Provided records:
--- Start ---
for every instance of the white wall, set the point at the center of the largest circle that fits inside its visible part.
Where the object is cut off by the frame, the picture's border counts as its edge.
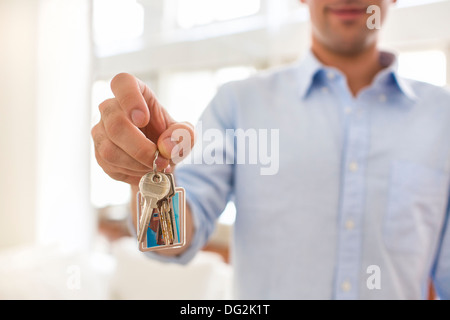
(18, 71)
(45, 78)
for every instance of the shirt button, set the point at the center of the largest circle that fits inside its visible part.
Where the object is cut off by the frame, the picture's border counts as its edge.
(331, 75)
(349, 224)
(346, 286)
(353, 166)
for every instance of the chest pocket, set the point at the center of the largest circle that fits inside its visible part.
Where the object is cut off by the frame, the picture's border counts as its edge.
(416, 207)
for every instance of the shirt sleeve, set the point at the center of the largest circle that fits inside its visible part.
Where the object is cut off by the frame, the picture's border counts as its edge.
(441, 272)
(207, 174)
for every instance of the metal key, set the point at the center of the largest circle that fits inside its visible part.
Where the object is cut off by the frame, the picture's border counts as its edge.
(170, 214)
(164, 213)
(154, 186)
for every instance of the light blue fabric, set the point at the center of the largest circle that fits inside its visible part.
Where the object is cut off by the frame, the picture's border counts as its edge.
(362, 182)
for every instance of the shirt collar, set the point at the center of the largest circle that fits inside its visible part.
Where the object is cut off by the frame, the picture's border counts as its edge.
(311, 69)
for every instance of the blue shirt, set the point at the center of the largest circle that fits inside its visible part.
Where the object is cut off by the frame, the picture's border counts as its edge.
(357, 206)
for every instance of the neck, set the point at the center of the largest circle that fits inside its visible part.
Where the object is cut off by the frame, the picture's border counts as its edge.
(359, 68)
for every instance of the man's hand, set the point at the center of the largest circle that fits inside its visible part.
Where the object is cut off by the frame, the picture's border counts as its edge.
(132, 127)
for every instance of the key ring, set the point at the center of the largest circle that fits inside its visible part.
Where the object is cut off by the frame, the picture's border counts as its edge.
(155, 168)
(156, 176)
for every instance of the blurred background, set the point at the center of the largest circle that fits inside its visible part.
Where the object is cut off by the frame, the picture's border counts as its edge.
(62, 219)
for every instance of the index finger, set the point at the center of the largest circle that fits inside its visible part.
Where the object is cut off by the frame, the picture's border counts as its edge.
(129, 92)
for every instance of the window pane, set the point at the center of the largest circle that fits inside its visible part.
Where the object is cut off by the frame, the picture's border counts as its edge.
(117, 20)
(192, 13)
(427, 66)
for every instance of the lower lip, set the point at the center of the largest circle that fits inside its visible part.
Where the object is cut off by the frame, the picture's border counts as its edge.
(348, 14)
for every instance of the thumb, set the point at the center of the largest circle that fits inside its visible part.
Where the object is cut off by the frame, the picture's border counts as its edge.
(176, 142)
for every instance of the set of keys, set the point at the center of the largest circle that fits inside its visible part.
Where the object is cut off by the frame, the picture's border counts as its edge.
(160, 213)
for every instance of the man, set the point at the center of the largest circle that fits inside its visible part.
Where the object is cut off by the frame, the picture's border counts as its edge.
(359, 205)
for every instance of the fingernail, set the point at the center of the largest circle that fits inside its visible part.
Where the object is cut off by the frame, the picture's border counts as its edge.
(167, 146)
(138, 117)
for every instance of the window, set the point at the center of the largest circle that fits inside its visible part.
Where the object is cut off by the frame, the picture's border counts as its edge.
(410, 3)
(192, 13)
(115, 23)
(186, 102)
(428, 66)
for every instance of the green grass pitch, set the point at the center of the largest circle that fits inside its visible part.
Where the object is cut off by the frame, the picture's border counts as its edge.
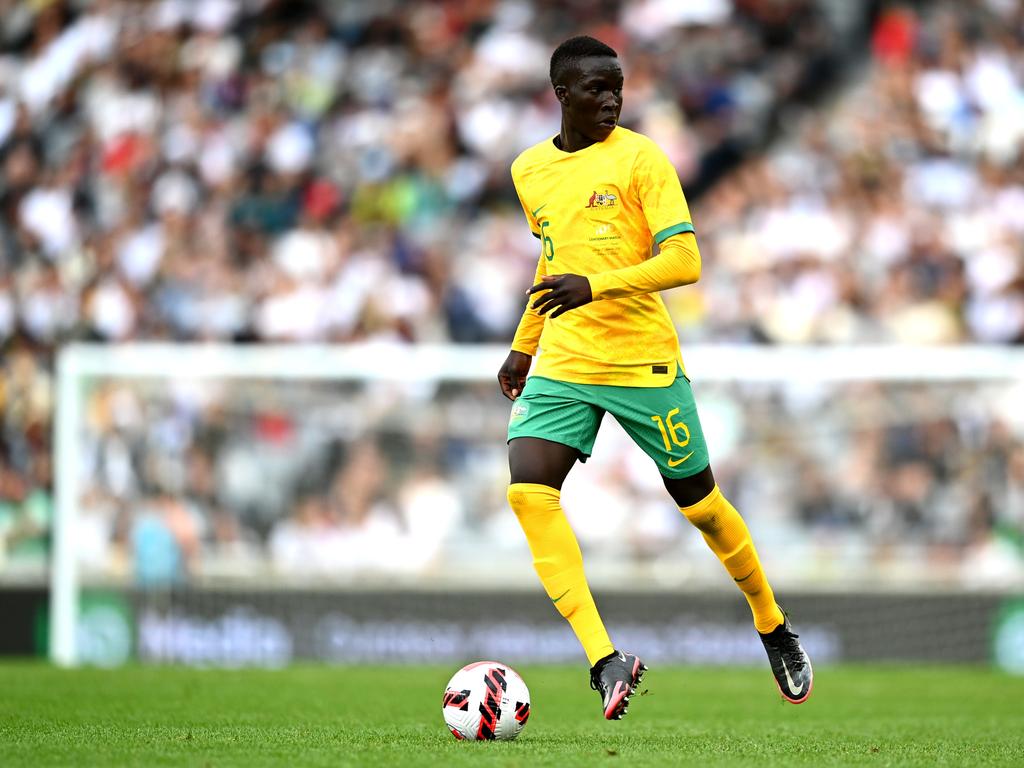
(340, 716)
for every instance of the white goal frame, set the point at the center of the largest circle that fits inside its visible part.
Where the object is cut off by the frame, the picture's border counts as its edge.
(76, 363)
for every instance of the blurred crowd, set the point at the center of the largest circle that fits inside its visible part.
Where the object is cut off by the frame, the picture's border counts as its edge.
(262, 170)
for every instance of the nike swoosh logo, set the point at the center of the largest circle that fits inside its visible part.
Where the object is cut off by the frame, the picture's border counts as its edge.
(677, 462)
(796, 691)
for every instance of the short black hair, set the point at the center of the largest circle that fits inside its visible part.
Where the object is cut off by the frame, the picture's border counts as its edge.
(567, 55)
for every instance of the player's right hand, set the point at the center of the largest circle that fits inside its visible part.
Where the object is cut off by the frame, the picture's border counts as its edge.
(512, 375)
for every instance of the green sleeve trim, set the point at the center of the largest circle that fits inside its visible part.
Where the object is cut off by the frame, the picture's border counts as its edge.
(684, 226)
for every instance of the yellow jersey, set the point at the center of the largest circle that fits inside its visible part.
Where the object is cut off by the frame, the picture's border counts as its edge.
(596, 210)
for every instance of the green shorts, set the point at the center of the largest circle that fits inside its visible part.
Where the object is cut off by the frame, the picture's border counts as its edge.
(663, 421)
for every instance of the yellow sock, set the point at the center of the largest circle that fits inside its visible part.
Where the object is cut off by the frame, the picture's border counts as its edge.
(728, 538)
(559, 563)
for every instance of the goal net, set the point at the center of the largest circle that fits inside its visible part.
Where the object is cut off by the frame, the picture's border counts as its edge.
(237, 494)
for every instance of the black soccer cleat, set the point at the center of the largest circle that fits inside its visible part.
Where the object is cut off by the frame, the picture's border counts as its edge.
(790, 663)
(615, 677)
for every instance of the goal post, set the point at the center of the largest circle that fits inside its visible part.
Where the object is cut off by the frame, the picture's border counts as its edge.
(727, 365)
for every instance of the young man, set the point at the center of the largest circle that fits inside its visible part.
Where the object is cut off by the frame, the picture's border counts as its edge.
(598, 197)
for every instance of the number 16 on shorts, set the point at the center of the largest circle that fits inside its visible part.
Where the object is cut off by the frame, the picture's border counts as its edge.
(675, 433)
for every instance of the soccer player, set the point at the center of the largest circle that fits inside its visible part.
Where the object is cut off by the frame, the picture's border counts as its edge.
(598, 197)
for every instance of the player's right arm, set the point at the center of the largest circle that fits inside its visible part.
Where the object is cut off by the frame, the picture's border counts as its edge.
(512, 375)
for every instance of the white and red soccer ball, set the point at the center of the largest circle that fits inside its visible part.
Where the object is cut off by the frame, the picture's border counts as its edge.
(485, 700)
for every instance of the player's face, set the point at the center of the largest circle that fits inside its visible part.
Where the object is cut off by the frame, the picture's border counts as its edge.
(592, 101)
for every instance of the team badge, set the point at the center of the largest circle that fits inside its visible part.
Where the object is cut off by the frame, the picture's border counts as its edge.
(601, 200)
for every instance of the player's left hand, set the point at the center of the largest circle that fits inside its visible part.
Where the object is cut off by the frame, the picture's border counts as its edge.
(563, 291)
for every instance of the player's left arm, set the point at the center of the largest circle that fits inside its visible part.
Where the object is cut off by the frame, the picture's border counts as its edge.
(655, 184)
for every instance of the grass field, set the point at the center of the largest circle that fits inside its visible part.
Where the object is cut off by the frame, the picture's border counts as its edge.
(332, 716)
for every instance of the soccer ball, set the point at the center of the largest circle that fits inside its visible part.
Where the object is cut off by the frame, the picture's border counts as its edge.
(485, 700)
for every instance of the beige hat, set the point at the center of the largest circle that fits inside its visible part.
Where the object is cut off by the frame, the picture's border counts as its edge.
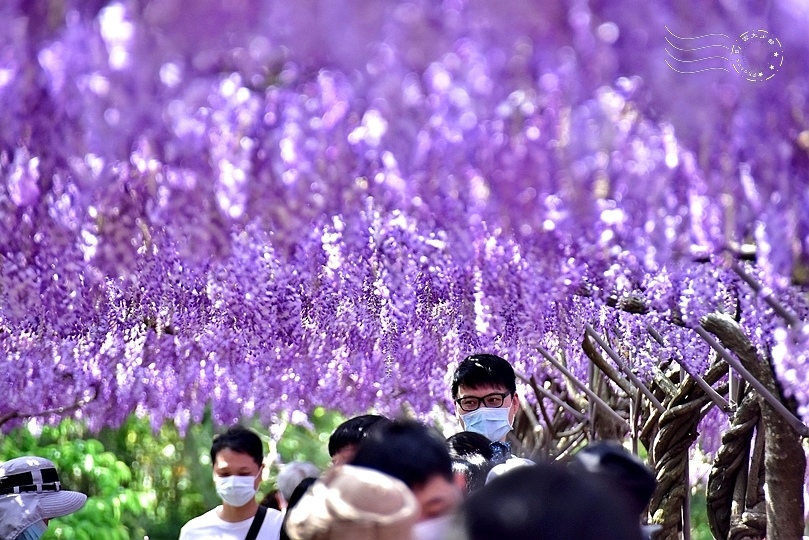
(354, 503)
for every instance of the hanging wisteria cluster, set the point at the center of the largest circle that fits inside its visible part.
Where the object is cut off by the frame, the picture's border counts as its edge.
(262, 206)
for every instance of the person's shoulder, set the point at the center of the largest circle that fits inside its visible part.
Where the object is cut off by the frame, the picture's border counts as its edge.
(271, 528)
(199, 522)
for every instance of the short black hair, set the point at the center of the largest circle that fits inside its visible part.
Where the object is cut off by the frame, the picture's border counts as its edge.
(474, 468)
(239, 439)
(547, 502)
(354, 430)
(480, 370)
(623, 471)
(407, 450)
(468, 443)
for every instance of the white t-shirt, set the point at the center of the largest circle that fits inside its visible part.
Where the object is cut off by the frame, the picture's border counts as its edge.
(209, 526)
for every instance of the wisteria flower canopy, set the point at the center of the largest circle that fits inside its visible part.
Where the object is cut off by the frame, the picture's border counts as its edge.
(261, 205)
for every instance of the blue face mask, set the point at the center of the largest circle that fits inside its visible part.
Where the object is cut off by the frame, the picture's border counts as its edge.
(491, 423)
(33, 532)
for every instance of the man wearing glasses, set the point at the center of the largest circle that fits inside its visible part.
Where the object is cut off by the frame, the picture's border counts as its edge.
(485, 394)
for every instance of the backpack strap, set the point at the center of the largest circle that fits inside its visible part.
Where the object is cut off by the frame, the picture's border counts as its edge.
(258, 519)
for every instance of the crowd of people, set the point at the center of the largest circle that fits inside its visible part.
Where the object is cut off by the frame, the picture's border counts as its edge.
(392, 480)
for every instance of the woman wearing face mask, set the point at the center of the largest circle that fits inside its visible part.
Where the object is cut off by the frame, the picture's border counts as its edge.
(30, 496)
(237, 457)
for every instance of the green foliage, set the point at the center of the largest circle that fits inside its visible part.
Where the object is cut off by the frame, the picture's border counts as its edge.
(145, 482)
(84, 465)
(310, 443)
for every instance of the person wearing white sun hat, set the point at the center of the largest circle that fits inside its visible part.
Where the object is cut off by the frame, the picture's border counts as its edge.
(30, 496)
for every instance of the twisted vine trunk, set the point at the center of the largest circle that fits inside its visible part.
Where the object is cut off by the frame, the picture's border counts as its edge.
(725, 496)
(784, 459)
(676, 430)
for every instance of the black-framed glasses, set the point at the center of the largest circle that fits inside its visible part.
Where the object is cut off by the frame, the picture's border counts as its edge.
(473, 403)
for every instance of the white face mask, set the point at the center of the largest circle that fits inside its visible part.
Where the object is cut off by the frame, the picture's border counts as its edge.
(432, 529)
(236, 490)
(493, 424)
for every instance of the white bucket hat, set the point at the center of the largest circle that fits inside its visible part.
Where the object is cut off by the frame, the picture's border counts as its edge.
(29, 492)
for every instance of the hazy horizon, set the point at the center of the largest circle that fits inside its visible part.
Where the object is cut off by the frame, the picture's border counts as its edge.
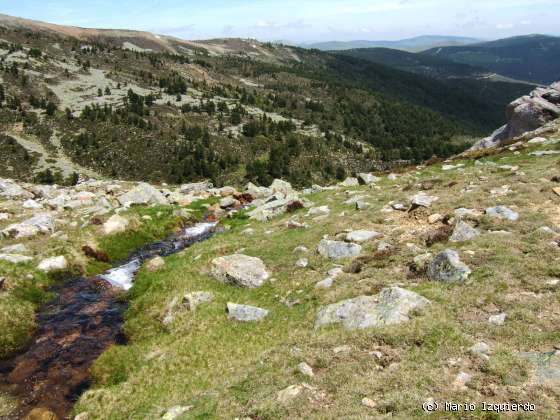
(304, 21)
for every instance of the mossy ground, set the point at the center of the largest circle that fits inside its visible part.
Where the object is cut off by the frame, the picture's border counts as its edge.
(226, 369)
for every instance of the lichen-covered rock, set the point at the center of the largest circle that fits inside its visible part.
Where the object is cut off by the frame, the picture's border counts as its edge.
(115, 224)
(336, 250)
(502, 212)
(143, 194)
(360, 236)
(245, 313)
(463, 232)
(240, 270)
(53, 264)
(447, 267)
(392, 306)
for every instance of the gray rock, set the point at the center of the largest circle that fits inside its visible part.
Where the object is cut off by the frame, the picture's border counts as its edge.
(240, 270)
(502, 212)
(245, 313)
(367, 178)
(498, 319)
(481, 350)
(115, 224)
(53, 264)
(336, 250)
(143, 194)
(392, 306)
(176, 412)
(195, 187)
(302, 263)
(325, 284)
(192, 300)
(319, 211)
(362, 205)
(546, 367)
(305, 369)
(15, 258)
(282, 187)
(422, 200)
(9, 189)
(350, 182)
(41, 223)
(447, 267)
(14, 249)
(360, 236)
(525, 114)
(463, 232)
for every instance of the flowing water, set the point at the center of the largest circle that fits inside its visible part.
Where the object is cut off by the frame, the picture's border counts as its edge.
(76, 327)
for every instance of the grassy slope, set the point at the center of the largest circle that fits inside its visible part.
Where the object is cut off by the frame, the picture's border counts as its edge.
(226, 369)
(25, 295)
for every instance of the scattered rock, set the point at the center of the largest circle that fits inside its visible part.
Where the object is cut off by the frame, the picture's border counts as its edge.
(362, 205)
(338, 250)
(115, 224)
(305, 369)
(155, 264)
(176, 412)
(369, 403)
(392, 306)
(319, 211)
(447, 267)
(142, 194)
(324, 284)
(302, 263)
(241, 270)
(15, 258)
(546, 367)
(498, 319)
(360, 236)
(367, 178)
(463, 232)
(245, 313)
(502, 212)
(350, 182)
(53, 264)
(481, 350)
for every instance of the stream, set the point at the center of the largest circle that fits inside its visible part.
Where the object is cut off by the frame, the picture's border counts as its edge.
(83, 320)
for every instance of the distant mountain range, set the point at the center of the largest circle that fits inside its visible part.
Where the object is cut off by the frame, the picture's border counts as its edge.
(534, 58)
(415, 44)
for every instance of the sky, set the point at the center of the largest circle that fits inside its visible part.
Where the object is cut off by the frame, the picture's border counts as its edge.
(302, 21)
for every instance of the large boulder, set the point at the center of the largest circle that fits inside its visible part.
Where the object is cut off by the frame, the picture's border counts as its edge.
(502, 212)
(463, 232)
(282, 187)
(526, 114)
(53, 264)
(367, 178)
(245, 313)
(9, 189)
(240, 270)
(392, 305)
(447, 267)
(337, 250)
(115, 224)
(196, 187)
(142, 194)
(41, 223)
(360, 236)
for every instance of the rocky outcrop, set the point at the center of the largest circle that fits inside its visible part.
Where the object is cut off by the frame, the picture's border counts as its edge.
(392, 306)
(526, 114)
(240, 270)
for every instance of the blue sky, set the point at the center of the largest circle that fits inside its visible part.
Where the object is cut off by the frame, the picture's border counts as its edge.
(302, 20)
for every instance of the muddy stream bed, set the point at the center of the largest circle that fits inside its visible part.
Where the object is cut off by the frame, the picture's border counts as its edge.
--- End ---
What you need to do:
Repeat exactly the lines from the line containing "for every instance of the rocky" through the last line of the records above, including both, and nothing else.

Final result:
for every instance of the rocky outcrop, set the point at the center of the largest circle that fits inside its visible part.
Where the object is cut off by the frame, the picture's border counts as its edge.
(392, 306)
(526, 114)
(240, 270)
for every instance of the blue sky, set the point at the center of the largest circle that fits inside its visible part.
Where the object is cut off by the frame, the picture's border counts as its edge.
(302, 20)
for every instance of the muddy stream bed, set the point at the center of the largest circle that fits inside its visible part.
Where the object is cut off by the frame, the picture's border counts as its edge.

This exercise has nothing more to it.